Por favor, reproduce los registros desde la línea que contiene "Isolate any visible runner" hasta el final de los registros, ambos extremos incluidos, con las instrucciones sin cambios. Desplaza en 126 cada coordenada de los recuadros de las respuestas.

-------- REGISTROS PROPORCIONADOS --------

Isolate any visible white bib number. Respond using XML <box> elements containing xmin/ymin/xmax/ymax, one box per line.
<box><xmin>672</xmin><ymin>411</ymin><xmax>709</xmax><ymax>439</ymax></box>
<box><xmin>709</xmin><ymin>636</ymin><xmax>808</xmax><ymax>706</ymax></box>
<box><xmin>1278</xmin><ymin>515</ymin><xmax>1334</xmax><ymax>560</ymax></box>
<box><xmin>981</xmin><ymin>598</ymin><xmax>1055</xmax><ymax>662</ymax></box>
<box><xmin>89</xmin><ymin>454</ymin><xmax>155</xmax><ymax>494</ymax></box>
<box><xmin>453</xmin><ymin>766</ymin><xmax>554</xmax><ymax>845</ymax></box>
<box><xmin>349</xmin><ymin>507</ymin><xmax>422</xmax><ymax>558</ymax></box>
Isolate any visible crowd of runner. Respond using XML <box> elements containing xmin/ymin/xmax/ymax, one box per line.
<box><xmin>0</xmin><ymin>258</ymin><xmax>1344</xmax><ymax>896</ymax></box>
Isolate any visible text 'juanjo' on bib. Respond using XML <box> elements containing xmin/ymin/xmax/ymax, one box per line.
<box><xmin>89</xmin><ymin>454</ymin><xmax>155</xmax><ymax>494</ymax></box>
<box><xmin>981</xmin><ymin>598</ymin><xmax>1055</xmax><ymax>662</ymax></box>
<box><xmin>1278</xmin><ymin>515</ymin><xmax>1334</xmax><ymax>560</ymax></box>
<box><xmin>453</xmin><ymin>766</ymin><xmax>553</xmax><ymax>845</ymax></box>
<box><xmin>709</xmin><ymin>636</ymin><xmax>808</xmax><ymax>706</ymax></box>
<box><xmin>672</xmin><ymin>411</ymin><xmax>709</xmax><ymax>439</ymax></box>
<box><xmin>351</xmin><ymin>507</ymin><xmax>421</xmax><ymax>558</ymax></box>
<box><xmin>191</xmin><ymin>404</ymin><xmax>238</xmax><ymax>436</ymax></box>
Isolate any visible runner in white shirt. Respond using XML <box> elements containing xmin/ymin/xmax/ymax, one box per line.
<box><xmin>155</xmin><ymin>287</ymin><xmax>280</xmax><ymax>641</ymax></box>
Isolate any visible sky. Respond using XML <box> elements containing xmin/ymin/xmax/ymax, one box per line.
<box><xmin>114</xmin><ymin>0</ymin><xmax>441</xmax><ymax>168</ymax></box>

--------

> **SOLUCIÓN COMPLETA**:
Isolate any visible runner in white shirt. Respond using XML <box> elements containing xmin/ymin/xmax/ymax, one box per line.
<box><xmin>281</xmin><ymin>413</ymin><xmax>406</xmax><ymax>767</ymax></box>
Isolate any visible sky. Respond using XML <box> elements containing xmin/ymin/xmax/ymax, one box per line.
<box><xmin>240</xmin><ymin>126</ymin><xmax>567</xmax><ymax>294</ymax></box>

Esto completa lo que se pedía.